- **Your objective**:
Copy out the passage on toner flow modifiers below in full, word for word.

- **Provided passage**:
--- Begin ---

Specifically, in the case of the non-magnetic toners, since the
toner resin particles are electrostatically charged and thus are
subjected to strong external force, the flow modifier must be
prevented from being broken. On the other hand, in the case of the
binary magnetic toners, when the carrier, such as iron powder, and
the flow modifier are mixed, the flow modifier must be prevented
from being broken during the mixture. For this reason, inorganic
rigid particles such as silica are widely used as the flow
modifier.
[0049] However, the flow modifier comprising the inorganic rigid
particles has the problem that the particles are buried in the
surfaces of the toner resin particles to cause reduction in
fluidity of the toners. Also, a flow modifier comprising fine
acrylic-resin particles is available as a flow modifier comprising
currently available resin particles. However, this flow modifier is
so low in resin strength that it is not applicable to the binary
magnetic toners.
[0050] In contrast to this, the fine crosslinked-resin particles of
the present invention are hardly broken even when mixed with the
carrier such as the iron powder. Additionally, because of the flow
modifier comprising the fine resin particles, the resin particles
are not so rigid as the inorganic particle, so that they are hardly
buried in the surfaces of the resin particles of the toners, thus
preventing the reduction in fluidity of the toners.
[0051] On the other hand, in the fine crosslinked-resin particle
emulsion of the present invention, since the ethylenic unsaturated
monomer, which contains not less than 20 weight % of monomer having
at least two ethylenic unsaturated groups in the molecule serving
as the crosslinkable monomer and also is hardly soluble in water,
is polymerized in its dispersed state in the dispersion medium
containing water as its major component, the particles having a
small mean particle diameter can be obtained in a narrow particle
diameter distribution range.

--- End ---

- **Records supplied**:
--- Begin ---

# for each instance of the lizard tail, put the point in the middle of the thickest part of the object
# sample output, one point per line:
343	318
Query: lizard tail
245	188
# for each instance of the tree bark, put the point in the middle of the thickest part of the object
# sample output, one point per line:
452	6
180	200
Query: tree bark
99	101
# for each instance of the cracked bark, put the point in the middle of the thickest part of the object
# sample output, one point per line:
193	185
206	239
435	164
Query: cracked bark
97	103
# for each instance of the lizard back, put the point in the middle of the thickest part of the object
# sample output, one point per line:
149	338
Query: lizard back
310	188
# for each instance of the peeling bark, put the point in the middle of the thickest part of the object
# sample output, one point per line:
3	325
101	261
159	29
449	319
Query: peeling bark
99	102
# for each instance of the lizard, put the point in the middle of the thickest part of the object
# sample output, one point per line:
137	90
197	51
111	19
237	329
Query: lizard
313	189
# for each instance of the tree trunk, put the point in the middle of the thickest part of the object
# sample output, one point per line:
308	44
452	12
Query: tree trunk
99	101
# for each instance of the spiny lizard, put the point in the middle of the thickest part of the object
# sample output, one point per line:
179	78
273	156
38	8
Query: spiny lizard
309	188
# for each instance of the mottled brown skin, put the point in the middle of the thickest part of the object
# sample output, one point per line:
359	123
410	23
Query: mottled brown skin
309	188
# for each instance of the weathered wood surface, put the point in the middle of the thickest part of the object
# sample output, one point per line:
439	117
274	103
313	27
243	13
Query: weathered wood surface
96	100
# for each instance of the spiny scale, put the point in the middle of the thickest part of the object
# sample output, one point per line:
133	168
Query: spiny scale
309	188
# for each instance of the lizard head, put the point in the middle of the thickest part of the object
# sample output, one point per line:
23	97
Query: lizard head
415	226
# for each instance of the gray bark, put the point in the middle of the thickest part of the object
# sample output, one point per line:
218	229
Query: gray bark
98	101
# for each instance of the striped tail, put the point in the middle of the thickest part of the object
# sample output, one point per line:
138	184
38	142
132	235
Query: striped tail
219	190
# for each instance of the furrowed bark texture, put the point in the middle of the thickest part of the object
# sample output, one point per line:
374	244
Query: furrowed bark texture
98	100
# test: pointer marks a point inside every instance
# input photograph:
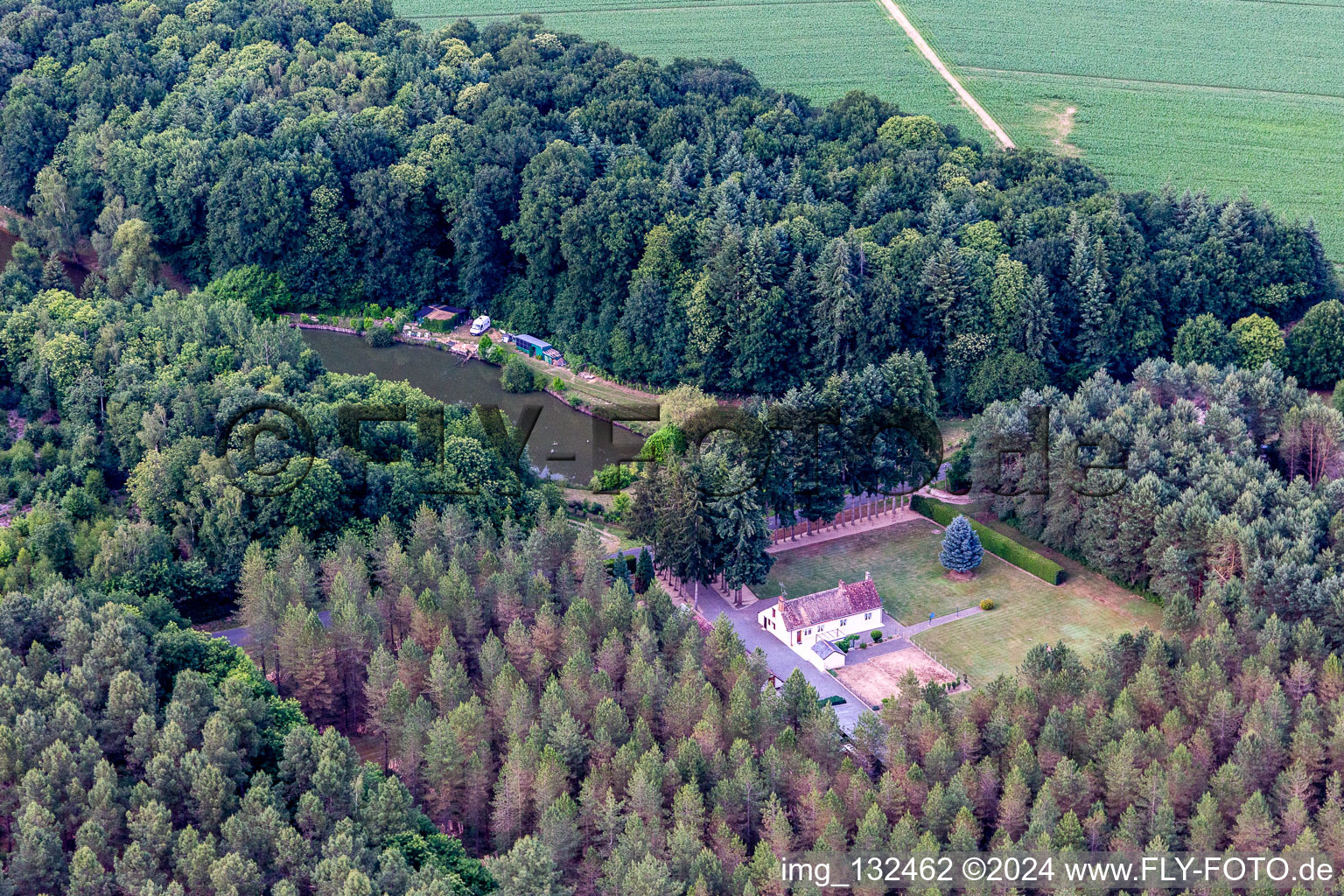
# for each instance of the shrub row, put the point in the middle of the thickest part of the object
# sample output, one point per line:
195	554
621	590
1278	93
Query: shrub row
993	542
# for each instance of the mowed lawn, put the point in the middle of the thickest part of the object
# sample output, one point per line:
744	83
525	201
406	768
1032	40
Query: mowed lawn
903	560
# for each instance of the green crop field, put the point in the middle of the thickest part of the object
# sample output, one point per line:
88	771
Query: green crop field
1223	95
819	49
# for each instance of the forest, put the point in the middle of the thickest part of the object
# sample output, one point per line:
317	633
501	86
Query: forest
1230	494
446	692
663	223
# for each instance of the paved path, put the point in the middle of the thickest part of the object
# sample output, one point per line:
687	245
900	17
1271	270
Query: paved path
909	632
781	660
985	118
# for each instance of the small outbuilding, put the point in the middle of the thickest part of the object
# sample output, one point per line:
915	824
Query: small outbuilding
538	348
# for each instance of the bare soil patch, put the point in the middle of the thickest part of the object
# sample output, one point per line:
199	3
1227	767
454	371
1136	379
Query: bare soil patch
879	677
1060	125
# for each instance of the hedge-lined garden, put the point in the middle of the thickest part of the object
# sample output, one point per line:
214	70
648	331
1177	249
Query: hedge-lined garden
993	542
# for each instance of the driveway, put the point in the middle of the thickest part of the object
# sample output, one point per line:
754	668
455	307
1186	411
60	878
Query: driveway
781	660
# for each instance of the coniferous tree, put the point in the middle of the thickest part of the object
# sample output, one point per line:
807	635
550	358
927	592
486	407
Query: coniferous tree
962	550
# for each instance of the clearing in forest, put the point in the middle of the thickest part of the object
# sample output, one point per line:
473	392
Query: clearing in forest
1083	612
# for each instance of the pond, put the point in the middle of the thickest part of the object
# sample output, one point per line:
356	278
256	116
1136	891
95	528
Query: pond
561	430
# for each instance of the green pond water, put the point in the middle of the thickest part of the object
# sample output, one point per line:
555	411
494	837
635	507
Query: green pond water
561	430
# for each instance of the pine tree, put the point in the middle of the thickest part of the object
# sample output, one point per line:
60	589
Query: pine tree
1038	323
1096	336
644	571
962	549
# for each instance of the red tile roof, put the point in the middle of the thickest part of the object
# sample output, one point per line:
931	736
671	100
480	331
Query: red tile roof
824	606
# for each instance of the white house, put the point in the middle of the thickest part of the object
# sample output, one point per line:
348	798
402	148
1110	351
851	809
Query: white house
822	617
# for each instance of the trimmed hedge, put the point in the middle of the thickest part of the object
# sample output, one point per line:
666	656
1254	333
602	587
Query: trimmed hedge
993	542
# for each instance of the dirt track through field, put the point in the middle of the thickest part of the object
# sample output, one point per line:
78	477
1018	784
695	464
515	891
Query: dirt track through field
928	52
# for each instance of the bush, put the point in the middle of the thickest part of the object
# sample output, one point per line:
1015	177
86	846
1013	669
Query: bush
518	376
993	542
613	477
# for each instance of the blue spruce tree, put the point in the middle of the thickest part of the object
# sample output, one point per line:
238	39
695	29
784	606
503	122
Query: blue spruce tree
962	550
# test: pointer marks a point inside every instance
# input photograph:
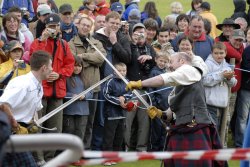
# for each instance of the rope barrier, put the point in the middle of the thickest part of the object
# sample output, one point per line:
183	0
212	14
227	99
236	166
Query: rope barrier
220	154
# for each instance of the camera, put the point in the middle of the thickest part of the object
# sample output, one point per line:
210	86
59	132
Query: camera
51	31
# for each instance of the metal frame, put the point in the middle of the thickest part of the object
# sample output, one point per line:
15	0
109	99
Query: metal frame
42	142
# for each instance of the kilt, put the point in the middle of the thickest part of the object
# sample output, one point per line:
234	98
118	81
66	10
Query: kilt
22	159
199	137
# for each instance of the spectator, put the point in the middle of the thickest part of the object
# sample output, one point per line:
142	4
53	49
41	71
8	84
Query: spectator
117	7
242	22
195	8
118	50
242	102
151	30
227	28
173	31
99	22
235	49
87	9
134	17
176	9
150	11
182	22
14	66
22	27
160	100
26	7
239	9
142	61
75	116
202	43
10	32
38	26
115	111
217	83
129	5
162	43
186	44
63	65
68	29
207	26
92	61
207	14
102	7
22	103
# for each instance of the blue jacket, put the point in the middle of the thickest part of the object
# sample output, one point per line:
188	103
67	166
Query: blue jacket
114	88
7	4
79	107
245	64
202	47
128	8
144	16
159	99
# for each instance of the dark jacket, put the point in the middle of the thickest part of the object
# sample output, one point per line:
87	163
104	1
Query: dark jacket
136	70
202	46
245	64
79	107
189	103
114	88
159	99
120	51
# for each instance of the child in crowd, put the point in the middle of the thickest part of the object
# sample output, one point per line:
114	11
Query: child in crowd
159	100
162	42
75	116
115	111
218	81
14	66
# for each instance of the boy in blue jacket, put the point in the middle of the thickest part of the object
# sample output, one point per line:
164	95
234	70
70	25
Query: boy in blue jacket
115	110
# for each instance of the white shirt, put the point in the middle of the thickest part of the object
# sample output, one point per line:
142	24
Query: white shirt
184	75
24	94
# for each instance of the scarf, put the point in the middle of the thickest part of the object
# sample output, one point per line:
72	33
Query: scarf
39	28
70	35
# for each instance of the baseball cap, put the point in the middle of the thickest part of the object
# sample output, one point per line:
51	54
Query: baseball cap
53	18
12	45
65	8
138	25
116	6
238	34
44	9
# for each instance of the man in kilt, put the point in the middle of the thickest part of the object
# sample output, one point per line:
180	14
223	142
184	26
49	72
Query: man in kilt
193	128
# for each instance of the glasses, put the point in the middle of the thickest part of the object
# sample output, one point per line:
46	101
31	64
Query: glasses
67	13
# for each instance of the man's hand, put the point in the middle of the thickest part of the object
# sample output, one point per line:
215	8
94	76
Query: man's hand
154	112
112	37
53	76
134	85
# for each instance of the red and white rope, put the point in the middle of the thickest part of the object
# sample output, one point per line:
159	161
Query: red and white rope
222	154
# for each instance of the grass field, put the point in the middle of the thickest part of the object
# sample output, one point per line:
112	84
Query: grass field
221	8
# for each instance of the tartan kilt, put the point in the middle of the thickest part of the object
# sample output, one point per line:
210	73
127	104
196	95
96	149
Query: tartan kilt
200	137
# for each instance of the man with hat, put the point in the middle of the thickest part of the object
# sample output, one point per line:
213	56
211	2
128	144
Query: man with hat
68	29
142	61
38	26
63	66
235	50
227	28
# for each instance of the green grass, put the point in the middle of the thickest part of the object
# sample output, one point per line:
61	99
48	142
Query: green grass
221	8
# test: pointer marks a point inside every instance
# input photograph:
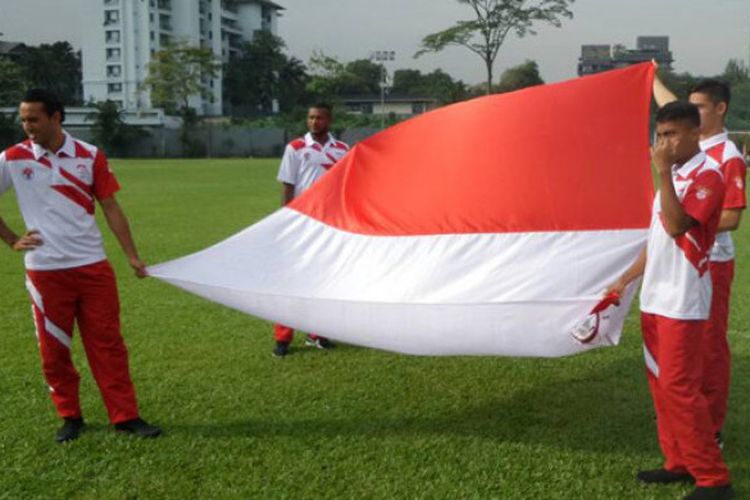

--- End ---

- **Answer to this exercise**:
Specifically, in the case of the non-magnetic toners, since the
toner resin particles are electrostatically charged and thus are
subjected to strong external force, the flow modifier must be
prevented from being broken. On the other hand, in the case of the
binary magnetic toners, when the carrier, such as iron powder, and
the flow modifier are mixed, the flow modifier must be prevented
from being broken during the mixture. For this reason, inorganic
rigid particles such as silica are widely used as the flow
modifier.
[0049] However, the flow modifier comprising the inorganic rigid
particles has the problem that the particles are buried in the
surfaces of the toner resin particles to cause reduction in
fluidity of the toners. Also, a flow modifier comprising fine
acrylic-resin particles is available as a flow modifier comprising
currently available resin particles. However, this flow modifier is
so low in resin strength that it is not applicable to the binary
magnetic toners.
[0050] In contrast to this, the fine crosslinked-resin particles of
the present invention are hardly broken even when mixed with the
carrier such as the iron powder. Additionally, because of the flow
modifier comprising the fine resin particles, the resin particles
are not so rigid as the inorganic particle, so that they are hardly
buried in the surfaces of the resin particles of the toners, thus
preventing the reduction in fluidity of the toners.
[0051] On the other hand, in the fine crosslinked-resin particle
emulsion of the present invention, since the ethylenic unsaturated
monomer, which contains not less than 20 weight % of monomer having
at least two ethylenic unsaturated groups in the molecule serving
as the crosslinkable monomer and also is hardly soluble in water,
is polymerized in its dispersed state in the dispersion medium
containing water as its major component, the particles having a
small mean particle diameter can be obtained in a narrow particle
diameter distribution range.